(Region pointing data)
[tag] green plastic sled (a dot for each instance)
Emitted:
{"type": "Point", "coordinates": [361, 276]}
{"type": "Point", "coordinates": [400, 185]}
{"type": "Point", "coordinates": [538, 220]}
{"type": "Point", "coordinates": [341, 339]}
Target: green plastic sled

ASSIGNED TASK:
From the entries above, copy each line holding "coordinates".

EXERCISE OUTPUT:
{"type": "Point", "coordinates": [361, 276]}
{"type": "Point", "coordinates": [400, 185]}
{"type": "Point", "coordinates": [538, 220]}
{"type": "Point", "coordinates": [341, 339]}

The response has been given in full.